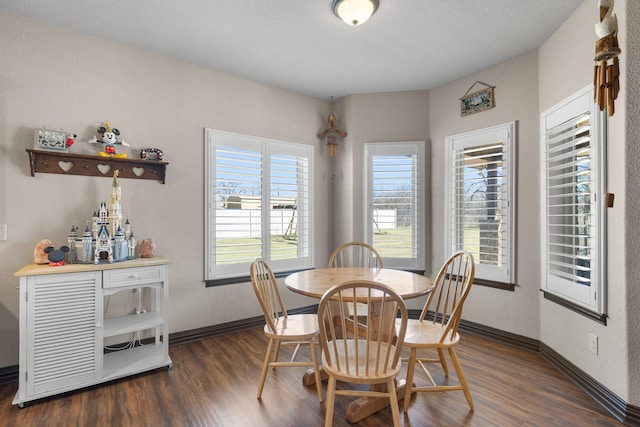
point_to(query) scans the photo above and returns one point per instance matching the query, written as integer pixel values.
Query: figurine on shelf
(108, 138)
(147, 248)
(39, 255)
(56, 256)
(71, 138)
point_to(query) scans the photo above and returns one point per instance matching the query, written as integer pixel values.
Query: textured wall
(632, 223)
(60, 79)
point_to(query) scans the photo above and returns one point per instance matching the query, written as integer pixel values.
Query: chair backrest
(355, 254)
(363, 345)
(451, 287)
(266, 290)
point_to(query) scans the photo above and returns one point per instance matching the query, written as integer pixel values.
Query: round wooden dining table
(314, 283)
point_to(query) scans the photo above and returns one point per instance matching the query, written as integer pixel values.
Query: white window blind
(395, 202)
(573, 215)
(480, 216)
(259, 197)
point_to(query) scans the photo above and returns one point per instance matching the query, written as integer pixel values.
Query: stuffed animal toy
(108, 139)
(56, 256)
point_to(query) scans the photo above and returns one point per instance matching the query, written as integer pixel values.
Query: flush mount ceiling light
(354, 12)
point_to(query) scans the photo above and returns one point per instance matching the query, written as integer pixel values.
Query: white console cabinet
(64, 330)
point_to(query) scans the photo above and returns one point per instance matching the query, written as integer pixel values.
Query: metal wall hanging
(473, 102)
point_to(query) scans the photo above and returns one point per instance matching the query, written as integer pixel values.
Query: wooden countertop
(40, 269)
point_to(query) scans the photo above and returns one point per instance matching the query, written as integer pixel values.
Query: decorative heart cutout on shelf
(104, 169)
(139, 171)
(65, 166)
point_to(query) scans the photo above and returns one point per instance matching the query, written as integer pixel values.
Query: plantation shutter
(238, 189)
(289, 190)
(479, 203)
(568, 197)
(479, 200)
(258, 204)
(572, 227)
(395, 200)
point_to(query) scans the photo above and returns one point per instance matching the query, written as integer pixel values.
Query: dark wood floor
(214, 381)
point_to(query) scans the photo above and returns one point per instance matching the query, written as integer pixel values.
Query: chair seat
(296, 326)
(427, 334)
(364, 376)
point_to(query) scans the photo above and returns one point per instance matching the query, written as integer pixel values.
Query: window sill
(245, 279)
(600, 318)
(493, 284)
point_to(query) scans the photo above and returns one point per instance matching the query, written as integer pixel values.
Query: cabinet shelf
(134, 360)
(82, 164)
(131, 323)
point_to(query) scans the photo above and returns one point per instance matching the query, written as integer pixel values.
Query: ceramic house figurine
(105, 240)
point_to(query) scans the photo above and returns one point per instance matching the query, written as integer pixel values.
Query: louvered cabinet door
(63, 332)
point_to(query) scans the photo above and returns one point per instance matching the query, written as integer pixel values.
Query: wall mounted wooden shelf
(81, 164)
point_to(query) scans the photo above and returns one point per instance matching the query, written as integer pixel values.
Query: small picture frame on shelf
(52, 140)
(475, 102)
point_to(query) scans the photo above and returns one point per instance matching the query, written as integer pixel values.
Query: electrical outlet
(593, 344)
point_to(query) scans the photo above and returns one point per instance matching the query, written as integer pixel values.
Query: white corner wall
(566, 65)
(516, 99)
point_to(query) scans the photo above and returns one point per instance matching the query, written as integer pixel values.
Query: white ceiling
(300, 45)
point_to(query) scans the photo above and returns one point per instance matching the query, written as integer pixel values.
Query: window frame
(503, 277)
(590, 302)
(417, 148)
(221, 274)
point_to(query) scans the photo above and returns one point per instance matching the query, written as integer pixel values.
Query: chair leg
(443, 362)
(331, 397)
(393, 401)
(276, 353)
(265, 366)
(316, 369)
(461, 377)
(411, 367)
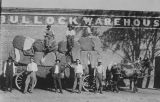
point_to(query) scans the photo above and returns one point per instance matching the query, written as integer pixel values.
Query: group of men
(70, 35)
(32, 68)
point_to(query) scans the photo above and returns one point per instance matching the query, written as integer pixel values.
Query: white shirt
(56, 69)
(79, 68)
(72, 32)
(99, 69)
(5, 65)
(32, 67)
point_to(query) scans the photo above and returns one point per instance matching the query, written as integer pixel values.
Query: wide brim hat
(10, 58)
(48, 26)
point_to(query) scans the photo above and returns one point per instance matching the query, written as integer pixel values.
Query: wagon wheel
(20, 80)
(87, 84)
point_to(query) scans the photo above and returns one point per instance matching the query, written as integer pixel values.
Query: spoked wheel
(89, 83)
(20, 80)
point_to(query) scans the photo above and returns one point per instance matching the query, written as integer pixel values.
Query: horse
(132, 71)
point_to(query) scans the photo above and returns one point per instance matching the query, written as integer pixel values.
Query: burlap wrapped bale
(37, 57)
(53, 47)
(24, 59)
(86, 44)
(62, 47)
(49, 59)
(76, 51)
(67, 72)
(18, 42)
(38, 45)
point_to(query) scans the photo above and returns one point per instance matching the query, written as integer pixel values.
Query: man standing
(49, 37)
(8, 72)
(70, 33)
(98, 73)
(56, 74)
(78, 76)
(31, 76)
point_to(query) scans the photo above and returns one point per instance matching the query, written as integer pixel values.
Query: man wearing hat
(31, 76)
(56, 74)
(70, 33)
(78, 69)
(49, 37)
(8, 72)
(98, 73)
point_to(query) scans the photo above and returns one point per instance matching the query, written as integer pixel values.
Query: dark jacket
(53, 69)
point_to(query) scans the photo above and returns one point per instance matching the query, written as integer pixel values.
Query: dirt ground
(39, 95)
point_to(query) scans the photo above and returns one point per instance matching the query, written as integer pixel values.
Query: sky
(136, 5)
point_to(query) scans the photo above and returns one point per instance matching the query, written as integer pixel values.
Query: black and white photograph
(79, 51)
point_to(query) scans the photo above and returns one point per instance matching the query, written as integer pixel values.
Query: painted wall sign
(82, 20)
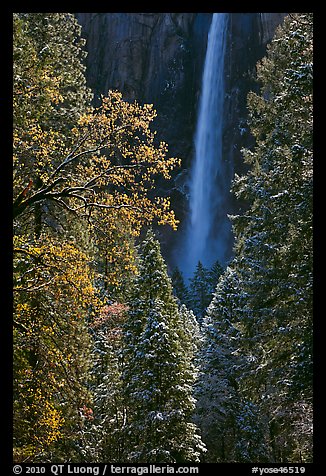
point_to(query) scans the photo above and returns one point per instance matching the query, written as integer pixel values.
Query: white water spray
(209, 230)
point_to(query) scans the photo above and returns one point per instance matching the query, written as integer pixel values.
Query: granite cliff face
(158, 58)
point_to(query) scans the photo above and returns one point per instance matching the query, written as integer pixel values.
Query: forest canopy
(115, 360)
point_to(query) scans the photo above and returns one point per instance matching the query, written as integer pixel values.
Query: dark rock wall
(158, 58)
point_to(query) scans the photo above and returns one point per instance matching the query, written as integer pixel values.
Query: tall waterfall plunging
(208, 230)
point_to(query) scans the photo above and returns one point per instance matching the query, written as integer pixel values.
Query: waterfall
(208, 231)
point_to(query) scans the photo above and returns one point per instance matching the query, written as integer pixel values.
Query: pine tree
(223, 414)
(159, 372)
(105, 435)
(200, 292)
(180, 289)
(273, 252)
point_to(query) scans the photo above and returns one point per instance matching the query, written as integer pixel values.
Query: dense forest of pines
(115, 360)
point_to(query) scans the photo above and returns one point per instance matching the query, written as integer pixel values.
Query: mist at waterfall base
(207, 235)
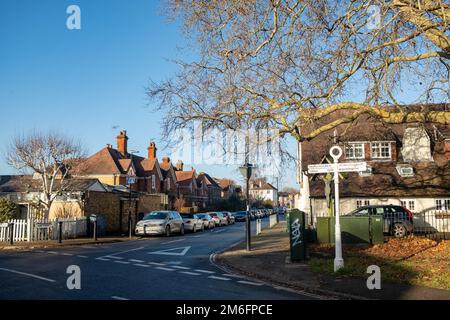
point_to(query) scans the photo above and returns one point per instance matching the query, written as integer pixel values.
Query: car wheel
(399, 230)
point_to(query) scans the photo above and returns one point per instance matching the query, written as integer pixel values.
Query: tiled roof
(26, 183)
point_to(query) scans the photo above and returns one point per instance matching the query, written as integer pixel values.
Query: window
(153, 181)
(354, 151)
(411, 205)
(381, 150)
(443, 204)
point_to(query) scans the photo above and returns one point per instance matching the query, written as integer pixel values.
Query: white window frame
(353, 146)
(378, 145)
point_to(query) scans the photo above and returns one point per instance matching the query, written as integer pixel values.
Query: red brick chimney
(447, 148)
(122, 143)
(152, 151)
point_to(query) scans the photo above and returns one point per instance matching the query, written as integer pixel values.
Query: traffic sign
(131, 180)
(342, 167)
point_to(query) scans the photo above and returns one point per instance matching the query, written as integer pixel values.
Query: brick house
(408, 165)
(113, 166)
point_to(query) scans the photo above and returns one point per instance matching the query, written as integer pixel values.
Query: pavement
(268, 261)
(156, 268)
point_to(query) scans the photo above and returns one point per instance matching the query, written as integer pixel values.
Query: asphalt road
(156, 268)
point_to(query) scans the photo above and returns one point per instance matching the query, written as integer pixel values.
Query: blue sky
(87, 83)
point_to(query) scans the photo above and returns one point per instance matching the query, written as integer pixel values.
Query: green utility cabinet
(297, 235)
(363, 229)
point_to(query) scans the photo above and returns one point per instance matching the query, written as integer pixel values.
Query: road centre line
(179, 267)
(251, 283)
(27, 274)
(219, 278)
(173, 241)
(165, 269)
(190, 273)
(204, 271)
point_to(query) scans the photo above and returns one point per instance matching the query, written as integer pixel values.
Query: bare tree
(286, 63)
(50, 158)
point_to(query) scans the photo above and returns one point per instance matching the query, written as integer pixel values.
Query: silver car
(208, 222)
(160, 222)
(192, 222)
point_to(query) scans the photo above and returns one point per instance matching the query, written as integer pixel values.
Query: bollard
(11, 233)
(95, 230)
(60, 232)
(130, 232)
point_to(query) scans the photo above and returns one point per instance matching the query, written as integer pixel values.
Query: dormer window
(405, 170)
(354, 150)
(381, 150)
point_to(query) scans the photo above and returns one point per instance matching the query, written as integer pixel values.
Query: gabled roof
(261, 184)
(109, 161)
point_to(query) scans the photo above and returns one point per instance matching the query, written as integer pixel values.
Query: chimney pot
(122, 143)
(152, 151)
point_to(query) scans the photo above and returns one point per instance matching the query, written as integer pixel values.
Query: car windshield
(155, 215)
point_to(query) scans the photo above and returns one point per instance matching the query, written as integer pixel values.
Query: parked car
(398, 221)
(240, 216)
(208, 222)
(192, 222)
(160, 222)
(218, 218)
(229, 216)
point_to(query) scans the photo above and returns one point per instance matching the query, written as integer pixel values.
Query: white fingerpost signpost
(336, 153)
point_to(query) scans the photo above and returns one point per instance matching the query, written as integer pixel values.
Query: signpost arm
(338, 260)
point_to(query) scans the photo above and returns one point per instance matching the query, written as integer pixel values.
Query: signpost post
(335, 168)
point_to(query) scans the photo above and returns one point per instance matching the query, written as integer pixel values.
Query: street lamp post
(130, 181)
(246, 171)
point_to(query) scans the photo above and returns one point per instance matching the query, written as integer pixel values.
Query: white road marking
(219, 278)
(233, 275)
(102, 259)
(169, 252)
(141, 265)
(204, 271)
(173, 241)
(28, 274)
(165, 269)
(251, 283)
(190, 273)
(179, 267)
※
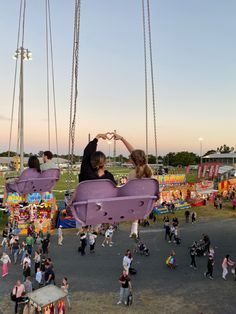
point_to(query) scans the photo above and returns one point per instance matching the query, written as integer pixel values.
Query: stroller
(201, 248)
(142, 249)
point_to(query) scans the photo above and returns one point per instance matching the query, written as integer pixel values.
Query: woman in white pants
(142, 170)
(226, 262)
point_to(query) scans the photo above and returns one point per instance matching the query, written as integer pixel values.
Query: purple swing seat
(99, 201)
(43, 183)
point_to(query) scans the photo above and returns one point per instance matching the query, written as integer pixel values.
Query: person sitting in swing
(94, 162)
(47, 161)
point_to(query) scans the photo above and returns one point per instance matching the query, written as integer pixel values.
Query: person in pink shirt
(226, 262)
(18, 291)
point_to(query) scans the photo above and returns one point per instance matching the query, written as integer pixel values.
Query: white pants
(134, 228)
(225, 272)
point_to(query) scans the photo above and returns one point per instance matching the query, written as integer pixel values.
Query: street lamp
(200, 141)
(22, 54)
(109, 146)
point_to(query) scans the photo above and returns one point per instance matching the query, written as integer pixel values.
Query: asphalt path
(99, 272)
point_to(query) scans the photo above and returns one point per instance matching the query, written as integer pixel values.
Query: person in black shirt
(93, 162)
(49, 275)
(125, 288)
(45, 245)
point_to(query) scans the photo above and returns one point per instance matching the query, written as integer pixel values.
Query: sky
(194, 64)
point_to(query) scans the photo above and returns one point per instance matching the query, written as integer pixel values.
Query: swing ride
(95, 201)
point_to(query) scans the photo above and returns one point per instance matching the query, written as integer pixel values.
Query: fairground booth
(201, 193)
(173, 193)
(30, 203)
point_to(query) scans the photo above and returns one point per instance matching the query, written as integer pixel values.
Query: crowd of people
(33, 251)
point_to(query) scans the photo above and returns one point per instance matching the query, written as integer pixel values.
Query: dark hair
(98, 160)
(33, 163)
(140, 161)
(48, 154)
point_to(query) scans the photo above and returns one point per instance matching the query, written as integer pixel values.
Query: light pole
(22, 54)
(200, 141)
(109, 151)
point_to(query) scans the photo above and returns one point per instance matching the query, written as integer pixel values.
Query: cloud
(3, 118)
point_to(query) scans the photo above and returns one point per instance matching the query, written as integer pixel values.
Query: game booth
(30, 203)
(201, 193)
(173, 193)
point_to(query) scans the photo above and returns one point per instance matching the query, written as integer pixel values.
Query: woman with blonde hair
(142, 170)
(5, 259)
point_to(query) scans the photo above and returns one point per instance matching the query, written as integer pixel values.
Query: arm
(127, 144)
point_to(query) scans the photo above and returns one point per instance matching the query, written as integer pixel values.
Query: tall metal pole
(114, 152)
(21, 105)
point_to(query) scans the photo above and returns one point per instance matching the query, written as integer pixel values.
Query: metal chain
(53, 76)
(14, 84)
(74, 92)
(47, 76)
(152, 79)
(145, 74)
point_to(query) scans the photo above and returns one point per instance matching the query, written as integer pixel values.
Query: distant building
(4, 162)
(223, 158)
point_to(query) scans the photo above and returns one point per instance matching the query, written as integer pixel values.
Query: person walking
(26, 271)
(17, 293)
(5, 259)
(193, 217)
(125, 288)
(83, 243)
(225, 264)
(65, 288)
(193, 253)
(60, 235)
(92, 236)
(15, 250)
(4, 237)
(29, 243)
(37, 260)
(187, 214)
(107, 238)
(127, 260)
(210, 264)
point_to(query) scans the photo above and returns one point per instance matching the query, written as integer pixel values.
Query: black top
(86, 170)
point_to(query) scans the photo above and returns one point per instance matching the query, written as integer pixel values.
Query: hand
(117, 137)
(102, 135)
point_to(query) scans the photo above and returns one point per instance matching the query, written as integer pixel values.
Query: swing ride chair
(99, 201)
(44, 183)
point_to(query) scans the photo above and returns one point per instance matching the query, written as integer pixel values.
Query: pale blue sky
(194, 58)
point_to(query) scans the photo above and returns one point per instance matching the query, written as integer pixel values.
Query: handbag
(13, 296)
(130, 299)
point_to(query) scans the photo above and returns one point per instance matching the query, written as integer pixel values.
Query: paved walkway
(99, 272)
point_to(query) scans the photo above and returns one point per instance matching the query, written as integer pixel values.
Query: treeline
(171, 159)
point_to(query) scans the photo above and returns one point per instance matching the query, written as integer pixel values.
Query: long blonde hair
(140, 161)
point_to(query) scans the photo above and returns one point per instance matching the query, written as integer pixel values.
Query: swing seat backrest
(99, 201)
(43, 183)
※
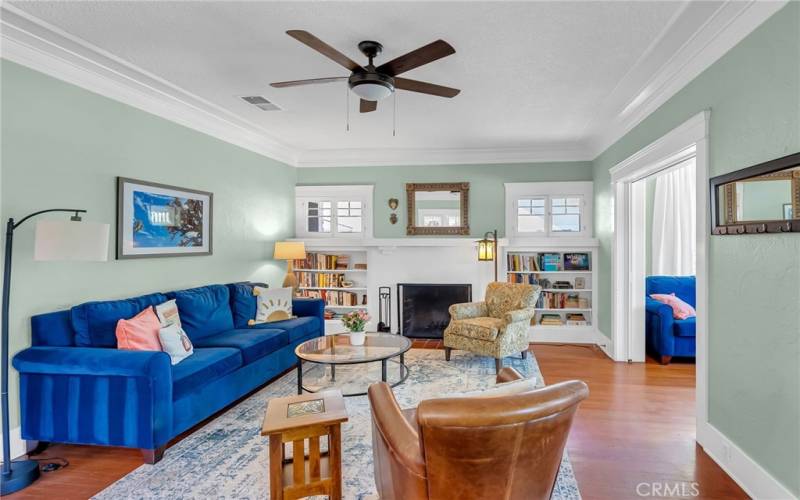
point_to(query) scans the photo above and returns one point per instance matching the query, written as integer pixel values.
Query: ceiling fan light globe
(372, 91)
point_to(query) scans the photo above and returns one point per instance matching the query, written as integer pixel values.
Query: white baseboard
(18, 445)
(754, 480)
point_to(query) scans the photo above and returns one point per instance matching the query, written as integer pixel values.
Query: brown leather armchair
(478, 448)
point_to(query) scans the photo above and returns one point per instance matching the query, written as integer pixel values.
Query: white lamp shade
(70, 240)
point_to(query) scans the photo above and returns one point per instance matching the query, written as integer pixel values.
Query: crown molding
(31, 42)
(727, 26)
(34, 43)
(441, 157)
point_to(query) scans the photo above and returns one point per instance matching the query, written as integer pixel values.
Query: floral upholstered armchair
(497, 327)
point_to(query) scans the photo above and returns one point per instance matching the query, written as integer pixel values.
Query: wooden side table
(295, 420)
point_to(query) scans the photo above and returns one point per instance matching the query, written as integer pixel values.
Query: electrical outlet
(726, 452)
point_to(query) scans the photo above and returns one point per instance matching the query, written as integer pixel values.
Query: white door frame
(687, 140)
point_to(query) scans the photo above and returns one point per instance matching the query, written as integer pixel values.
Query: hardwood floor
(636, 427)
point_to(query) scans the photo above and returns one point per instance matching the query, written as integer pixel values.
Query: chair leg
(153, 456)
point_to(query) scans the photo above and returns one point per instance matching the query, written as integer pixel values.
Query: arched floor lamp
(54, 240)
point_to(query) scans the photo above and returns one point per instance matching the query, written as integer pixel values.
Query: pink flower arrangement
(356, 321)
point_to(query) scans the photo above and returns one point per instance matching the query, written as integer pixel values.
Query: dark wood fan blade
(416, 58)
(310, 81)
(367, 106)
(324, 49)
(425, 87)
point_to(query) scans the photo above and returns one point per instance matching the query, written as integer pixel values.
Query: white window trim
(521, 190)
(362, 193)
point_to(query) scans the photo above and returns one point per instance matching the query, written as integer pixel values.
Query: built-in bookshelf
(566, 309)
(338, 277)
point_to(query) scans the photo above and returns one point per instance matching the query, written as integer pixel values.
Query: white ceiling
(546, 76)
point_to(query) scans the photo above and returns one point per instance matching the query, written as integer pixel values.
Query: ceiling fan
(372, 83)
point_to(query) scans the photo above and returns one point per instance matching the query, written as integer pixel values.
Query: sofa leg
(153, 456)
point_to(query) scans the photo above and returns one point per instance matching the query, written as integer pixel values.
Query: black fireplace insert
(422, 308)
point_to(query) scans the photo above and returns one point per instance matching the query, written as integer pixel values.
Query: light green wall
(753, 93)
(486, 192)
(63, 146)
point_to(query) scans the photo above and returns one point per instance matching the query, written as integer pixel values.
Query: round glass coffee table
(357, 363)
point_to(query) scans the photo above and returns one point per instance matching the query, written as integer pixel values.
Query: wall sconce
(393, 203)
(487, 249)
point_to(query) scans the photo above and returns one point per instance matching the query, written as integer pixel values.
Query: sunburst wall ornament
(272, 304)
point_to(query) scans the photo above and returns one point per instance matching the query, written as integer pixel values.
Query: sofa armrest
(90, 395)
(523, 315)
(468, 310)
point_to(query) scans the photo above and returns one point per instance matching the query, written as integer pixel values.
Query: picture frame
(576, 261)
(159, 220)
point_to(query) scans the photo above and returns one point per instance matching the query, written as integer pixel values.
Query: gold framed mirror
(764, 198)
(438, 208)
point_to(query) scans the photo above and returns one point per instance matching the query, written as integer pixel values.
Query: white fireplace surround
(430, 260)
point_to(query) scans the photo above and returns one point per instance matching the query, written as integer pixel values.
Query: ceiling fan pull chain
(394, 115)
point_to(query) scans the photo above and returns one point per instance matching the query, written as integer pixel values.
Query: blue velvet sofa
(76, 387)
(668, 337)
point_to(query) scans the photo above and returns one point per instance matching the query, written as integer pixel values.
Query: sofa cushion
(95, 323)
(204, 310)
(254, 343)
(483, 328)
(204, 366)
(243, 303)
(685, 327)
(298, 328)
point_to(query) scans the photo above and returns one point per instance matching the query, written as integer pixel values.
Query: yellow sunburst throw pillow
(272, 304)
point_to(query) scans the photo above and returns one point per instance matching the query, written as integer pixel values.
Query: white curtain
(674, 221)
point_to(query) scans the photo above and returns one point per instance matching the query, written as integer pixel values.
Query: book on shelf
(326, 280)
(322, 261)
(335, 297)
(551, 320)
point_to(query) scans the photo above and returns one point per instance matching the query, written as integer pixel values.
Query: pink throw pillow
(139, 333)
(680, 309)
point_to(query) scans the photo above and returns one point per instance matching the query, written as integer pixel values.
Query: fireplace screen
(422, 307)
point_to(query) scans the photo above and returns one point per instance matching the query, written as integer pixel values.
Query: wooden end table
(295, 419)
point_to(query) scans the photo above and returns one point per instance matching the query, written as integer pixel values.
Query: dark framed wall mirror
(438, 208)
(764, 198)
※
Problem = Count the lines in the records above that contain the word "booth". Give only the number.

Output for this task = 2